■ Prompt: Begin at the line containing "I'd really appreciate it if you could find the boat hull" and end at the final line of the entries. Please reproduce those lines exactly.

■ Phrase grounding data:
======

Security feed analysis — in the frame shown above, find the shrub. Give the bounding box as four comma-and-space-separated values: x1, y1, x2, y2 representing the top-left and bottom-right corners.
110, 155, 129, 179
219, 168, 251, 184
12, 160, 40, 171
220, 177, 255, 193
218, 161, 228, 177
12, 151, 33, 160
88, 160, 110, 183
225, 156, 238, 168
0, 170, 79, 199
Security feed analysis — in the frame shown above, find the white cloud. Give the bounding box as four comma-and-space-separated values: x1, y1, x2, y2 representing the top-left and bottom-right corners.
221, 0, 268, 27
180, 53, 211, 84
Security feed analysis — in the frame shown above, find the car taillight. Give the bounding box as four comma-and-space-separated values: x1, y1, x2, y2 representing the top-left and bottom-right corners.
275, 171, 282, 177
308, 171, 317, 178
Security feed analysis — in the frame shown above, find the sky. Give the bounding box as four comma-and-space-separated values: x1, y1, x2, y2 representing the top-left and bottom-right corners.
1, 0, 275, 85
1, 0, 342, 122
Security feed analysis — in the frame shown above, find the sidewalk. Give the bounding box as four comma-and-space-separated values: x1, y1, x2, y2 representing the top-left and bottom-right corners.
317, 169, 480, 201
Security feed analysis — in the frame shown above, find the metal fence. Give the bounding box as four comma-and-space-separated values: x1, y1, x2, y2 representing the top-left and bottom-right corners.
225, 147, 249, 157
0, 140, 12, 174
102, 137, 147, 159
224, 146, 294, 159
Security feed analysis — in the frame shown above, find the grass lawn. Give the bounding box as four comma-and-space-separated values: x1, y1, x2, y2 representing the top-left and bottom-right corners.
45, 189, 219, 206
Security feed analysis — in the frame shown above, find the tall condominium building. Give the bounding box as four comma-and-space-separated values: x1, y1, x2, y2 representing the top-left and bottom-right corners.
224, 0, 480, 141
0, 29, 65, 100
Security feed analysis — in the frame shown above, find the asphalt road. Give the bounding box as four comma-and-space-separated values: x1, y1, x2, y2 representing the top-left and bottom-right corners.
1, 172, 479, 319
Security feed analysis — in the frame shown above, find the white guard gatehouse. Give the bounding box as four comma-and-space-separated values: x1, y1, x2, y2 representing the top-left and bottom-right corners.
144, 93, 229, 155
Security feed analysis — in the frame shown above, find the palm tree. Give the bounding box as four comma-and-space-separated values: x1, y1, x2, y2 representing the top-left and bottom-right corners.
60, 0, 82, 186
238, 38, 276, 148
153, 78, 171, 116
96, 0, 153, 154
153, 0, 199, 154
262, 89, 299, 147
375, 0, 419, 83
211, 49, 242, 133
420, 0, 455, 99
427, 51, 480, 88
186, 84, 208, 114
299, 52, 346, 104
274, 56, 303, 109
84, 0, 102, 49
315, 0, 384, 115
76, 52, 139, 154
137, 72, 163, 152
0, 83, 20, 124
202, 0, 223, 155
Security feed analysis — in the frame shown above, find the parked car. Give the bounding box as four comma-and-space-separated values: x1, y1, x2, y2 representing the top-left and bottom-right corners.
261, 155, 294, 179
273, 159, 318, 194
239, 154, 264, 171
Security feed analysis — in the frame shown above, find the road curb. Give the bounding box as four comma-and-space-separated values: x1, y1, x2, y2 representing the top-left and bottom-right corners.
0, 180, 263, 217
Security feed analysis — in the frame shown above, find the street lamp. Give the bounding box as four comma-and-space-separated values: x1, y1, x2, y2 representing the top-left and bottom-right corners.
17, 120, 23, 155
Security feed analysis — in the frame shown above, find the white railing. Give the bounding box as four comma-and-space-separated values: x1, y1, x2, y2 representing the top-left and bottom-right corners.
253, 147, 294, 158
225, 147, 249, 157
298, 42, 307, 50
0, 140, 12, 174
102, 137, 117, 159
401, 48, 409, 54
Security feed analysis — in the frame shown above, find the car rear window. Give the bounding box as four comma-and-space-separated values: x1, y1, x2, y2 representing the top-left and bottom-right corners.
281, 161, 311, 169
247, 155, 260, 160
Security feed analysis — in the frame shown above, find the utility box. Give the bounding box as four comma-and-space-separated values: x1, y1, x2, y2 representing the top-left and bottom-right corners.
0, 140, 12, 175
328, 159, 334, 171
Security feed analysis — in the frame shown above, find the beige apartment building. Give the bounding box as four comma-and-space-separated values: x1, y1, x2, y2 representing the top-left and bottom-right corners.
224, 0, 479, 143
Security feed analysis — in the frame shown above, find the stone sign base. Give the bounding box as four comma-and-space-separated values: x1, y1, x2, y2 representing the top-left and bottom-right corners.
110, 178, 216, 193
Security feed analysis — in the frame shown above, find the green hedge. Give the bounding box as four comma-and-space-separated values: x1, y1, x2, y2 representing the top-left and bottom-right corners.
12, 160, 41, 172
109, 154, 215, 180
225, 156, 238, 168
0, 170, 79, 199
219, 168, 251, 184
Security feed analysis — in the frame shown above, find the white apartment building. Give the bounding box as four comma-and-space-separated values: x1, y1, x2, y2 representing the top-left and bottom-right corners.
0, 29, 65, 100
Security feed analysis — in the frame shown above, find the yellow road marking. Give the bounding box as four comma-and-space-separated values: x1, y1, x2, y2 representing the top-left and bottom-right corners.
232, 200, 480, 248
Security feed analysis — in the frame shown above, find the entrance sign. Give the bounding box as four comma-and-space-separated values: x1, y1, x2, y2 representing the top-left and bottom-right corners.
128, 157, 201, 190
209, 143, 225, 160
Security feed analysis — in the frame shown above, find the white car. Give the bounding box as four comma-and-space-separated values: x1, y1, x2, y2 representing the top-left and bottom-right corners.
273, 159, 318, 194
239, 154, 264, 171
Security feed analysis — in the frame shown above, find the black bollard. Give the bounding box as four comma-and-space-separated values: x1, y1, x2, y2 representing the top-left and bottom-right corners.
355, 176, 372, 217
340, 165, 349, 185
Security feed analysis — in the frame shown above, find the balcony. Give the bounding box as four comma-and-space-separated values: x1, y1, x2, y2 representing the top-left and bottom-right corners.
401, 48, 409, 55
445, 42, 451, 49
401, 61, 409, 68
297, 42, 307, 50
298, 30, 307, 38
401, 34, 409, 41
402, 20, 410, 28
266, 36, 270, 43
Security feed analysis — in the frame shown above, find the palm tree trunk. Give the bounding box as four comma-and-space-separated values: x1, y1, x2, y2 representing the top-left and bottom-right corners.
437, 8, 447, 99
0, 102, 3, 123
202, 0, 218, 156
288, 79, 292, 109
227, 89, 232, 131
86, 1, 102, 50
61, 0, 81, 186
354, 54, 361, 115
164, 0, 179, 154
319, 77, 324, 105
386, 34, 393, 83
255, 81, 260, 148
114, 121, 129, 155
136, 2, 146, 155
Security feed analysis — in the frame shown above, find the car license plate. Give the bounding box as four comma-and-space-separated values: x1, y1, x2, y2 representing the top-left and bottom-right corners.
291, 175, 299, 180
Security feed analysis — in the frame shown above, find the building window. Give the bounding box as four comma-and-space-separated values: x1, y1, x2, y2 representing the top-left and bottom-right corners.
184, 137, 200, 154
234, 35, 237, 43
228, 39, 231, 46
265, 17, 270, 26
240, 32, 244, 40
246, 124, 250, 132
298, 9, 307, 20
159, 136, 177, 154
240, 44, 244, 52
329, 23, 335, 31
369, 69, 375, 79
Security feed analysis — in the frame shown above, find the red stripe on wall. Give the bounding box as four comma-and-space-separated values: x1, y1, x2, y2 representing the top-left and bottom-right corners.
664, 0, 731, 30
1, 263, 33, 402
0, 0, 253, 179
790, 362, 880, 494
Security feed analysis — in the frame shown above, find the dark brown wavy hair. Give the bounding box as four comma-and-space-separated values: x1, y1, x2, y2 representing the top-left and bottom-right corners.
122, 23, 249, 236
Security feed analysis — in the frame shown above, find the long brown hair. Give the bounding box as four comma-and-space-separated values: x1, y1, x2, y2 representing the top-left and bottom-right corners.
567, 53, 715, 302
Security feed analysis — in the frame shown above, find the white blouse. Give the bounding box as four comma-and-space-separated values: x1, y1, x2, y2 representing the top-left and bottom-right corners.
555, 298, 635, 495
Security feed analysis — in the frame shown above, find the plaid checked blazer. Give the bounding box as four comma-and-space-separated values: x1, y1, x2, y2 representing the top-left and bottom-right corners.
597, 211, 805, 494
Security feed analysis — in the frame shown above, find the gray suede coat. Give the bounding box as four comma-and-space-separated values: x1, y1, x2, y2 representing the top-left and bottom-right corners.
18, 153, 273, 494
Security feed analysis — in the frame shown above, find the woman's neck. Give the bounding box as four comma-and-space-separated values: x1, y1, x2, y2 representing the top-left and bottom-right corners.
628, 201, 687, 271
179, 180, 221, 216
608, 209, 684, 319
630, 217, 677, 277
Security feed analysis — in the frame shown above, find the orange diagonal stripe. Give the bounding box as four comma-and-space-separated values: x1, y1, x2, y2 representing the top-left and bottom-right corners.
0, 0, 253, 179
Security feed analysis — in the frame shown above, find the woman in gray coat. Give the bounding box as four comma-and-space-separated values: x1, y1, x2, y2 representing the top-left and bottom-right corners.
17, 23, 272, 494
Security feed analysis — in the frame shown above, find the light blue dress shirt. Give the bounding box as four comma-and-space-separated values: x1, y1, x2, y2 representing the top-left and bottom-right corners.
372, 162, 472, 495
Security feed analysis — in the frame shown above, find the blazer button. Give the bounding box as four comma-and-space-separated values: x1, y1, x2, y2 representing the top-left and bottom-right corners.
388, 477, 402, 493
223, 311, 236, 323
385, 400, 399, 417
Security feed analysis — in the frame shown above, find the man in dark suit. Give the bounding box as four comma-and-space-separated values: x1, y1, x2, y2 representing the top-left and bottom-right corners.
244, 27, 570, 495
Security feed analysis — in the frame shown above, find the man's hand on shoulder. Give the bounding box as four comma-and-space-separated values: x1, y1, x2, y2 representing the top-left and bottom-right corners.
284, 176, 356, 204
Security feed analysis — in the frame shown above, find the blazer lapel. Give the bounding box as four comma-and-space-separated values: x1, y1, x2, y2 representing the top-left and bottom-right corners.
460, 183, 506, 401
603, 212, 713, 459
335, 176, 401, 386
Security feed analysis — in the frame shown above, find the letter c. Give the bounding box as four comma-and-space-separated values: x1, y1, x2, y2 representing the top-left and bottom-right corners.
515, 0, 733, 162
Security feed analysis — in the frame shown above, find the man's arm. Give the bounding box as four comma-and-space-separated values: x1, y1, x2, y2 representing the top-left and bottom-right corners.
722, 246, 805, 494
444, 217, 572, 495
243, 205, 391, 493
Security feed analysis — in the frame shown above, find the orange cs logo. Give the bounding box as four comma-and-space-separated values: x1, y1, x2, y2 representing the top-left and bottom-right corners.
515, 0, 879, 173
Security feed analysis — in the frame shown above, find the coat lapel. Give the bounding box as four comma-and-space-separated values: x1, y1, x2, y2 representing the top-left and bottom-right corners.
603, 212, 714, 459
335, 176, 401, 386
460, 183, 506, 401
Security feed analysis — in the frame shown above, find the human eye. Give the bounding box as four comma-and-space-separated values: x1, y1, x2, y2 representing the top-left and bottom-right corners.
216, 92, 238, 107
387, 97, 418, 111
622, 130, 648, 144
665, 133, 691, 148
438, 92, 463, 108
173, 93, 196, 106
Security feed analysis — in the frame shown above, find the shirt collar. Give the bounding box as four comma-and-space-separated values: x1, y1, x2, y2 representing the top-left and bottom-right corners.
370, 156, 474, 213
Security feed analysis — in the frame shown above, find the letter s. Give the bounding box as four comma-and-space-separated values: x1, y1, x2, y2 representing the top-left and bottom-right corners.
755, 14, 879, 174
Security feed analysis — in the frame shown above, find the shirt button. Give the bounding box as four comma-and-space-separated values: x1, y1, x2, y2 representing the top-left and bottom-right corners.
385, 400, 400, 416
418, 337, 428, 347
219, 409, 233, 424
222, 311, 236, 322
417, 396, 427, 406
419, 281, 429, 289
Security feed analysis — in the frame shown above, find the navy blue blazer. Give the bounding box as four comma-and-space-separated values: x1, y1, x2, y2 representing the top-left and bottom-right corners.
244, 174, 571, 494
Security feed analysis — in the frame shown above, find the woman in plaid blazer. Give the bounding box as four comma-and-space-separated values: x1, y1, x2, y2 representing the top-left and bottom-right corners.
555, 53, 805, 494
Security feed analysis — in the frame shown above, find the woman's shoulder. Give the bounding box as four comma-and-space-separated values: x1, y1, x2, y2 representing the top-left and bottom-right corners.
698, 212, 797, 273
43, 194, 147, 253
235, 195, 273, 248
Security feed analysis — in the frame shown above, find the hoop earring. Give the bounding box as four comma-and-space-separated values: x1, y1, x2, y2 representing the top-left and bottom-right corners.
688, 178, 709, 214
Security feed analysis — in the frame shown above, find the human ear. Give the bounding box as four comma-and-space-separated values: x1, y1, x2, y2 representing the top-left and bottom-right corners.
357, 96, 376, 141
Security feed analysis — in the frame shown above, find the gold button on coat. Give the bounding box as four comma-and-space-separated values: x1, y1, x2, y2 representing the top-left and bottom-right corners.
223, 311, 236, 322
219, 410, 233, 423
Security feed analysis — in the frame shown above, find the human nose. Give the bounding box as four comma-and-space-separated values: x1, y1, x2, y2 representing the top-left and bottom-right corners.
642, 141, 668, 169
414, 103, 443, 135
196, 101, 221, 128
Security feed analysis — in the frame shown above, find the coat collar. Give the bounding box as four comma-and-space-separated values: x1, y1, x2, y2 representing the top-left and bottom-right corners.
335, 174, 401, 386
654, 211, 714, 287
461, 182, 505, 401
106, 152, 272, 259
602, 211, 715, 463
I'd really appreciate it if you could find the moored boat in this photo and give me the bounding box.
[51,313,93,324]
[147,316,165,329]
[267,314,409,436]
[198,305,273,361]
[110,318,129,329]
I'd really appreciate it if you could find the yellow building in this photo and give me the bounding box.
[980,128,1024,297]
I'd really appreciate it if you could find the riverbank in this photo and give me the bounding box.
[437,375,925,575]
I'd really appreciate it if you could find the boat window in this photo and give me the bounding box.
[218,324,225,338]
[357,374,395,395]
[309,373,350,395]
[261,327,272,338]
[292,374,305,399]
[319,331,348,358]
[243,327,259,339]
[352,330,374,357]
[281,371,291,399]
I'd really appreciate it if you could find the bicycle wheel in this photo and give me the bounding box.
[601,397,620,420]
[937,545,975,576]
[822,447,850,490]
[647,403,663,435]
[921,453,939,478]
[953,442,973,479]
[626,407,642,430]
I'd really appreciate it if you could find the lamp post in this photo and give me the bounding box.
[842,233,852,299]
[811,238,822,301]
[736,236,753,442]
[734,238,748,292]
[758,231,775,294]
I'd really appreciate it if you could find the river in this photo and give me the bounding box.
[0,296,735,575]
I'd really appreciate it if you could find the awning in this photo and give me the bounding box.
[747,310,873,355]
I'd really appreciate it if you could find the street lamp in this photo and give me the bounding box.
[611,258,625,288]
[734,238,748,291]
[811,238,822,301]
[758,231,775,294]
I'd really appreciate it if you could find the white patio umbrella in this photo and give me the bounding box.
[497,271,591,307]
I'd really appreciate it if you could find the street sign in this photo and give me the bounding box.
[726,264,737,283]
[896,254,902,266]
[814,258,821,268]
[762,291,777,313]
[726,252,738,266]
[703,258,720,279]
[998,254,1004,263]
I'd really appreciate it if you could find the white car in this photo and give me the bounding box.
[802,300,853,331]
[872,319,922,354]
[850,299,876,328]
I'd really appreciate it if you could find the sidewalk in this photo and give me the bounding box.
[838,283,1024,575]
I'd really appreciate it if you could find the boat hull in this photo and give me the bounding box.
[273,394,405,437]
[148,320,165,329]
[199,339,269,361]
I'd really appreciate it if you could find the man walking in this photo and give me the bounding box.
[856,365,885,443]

======

■ Answer to the problem:
I'd really appreciate it if you could find the boat hull in this photo and give me the bounding box.
[273,394,405,437]
[148,320,165,329]
[199,339,269,361]
I'd really appreciate it if you could find the man walking in this photo and give me the bounding box.
[856,365,885,443]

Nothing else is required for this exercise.